Write out every item below again, changing "batch C" to "batch D" and keeping all other text the same. Omit the pictures.
-- begin --
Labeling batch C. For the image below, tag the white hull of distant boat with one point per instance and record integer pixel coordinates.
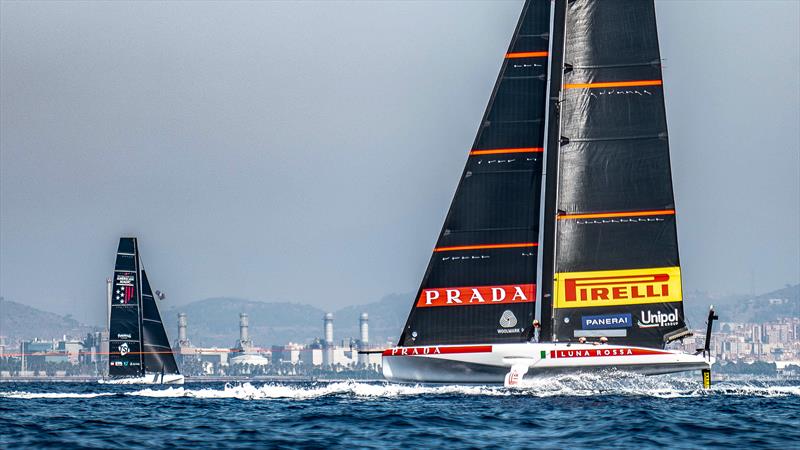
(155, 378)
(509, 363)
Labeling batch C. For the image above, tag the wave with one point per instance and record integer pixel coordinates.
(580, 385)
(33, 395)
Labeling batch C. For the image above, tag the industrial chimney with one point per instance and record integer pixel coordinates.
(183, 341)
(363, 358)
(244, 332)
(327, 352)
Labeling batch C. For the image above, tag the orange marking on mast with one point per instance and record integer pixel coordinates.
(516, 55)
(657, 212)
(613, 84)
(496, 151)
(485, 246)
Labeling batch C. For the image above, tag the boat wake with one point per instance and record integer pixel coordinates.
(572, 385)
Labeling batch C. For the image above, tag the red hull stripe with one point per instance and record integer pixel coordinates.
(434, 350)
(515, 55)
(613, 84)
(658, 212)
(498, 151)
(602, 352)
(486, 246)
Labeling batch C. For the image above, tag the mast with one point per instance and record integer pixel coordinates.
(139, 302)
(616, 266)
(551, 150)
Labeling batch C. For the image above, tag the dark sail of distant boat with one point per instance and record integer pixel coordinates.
-- end --
### WORKED ANSWER
Labeling batch D. For the image below, tag the white hull of distant boat with one point per instance and record integer pixel coordinates.
(155, 378)
(509, 363)
Labeling batch D. For the image above, tag the wave with one point per instance and record integer pixel coordinates.
(580, 385)
(33, 395)
Labeling batch D. For the image above, tag the industrial chimney with one point per instance and record integer pixel coordinates.
(183, 341)
(363, 358)
(244, 332)
(327, 352)
Labeling batch D. For the image above, tag the orange marking on mast with one point per instance and record integer pixel coordinates.
(516, 55)
(657, 212)
(613, 84)
(496, 151)
(485, 246)
Labeling batch D. For the image above, tag the boat wake with one point per instance and record integer pixel coordinates.
(572, 385)
Labeling batch D. For the image above, tag the red hull stripe with one point per instance and record integer pixel coordinates.
(434, 350)
(515, 55)
(613, 84)
(658, 212)
(498, 151)
(602, 352)
(486, 246)
Labeling batch D. For the image above, tag the mast with one point per instance and record integer pixel coordinates.
(139, 302)
(616, 266)
(551, 150)
Labeling batch D. For the image above, tag the dark sail of distant boat with one point per instance and record integer pixel coordinates.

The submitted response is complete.